:: Information supplied

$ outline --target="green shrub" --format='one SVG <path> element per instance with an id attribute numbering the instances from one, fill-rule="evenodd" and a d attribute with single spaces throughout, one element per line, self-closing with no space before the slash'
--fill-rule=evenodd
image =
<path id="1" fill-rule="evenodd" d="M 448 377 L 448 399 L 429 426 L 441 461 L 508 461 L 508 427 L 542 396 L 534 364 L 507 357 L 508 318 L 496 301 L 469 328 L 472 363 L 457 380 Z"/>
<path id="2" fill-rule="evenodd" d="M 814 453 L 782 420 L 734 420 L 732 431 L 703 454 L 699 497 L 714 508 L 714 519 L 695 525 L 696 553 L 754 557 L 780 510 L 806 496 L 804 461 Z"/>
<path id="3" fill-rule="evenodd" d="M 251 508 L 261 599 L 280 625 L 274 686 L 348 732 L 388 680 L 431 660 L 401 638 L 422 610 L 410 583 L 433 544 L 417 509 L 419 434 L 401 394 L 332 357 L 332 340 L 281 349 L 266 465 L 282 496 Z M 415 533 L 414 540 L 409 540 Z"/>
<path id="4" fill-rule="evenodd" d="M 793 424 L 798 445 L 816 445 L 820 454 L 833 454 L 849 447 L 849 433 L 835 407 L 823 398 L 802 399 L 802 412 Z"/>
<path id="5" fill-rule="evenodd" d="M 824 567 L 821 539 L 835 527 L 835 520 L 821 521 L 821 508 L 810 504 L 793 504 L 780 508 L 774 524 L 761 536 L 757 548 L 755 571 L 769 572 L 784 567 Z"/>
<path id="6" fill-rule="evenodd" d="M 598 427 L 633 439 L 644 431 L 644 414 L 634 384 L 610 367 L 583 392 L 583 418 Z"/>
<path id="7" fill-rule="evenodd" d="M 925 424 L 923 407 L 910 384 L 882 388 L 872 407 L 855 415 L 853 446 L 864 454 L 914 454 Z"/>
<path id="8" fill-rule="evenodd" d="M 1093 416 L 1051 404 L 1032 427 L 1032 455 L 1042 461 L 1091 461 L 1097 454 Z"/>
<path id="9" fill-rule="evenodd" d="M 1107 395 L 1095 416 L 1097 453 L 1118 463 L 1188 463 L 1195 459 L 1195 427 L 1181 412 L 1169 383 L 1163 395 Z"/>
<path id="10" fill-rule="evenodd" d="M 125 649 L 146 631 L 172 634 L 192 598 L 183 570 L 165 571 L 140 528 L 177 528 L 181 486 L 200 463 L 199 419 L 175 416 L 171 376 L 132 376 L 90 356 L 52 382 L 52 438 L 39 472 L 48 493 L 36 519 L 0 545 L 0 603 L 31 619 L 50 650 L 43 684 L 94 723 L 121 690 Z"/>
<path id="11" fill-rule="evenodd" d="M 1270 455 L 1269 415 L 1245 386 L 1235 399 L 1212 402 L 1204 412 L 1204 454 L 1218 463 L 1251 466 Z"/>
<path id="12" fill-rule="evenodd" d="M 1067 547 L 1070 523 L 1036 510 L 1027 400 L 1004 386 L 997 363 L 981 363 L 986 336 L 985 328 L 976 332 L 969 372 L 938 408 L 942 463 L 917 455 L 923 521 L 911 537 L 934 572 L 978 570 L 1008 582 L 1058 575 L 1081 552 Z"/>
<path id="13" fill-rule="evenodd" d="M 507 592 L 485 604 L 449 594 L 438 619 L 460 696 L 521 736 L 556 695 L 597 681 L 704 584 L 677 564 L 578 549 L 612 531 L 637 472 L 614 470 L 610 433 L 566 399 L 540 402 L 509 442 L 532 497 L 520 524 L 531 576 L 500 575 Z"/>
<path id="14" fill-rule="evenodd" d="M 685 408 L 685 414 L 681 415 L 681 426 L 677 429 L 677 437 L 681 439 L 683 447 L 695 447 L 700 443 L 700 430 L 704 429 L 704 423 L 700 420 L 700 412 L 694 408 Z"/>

::::
:: Information supplied

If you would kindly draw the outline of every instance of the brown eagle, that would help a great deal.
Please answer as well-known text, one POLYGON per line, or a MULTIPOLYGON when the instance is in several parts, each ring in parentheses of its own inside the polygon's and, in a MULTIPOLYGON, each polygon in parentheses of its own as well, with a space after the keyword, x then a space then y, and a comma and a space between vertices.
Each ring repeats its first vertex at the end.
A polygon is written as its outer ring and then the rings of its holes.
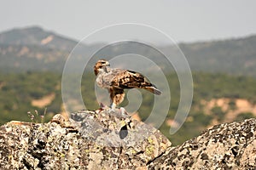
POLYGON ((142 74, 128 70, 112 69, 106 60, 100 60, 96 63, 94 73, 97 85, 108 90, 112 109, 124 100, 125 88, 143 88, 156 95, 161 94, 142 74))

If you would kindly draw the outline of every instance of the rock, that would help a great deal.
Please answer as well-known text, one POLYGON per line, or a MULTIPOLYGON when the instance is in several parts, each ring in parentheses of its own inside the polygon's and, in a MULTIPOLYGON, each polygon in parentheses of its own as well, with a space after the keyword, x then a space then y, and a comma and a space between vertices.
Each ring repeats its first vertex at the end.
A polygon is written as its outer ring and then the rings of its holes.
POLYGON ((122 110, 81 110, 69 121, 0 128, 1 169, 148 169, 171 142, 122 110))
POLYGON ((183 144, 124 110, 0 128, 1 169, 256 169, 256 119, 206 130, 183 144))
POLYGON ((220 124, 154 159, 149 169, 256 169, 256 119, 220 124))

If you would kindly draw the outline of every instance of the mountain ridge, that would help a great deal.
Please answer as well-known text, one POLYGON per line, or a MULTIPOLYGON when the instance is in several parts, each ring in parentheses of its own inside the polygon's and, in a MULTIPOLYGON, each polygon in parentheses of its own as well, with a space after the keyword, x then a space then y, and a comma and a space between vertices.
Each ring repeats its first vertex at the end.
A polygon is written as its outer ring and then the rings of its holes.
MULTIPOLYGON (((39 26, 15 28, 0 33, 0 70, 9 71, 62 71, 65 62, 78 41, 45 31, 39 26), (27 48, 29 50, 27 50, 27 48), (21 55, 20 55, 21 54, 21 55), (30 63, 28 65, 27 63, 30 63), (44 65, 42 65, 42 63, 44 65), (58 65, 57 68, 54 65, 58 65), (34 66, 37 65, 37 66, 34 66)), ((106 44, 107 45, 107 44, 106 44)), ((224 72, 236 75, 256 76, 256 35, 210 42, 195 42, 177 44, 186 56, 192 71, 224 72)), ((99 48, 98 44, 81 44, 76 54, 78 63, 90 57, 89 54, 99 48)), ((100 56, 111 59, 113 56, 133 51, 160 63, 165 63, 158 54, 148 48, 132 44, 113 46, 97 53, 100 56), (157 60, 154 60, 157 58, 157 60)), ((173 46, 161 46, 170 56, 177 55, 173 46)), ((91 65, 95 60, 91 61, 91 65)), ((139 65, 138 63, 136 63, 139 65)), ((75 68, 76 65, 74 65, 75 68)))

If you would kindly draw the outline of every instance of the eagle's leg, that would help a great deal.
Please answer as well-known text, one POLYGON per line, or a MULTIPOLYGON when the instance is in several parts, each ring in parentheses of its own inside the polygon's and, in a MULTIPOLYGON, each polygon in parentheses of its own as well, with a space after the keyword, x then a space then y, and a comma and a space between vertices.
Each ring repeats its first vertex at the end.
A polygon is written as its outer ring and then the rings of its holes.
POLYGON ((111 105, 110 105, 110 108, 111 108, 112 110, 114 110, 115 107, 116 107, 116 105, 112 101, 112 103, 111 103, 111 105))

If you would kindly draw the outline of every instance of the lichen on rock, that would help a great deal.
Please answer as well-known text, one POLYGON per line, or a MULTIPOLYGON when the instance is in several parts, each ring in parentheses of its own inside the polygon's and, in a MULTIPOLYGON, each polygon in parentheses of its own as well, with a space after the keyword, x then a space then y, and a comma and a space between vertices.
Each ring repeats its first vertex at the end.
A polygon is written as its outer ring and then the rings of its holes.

::::

[Short task]
Please print the lines of the listing above, starting at the line that contains "leg, that would help a great deal." and ending at the line that contains "POLYGON ((111 105, 110", keeping both of those lines and reproducing the text without changes.

[Exercise answer]
If you would kindly draw the outline of every instance of the eagle's leg, that would help a great deal.
Please answer as well-known text, one POLYGON per line, or a MULTIPOLYGON when the instance is in several parts, each ring in parentheses of its own inside the polygon's and, in a MULTIPOLYGON, each polygon in parentheses of its own as well, with a space after the keyword, x then a space then y, and a comma and a space between vertices.
Each ring repeats its first vertex at the end.
A polygon is written as its outer ring and then the rings of its holes.
POLYGON ((111 105, 110 105, 110 108, 111 108, 112 110, 114 110, 115 107, 116 107, 116 105, 112 101, 112 103, 111 103, 111 105))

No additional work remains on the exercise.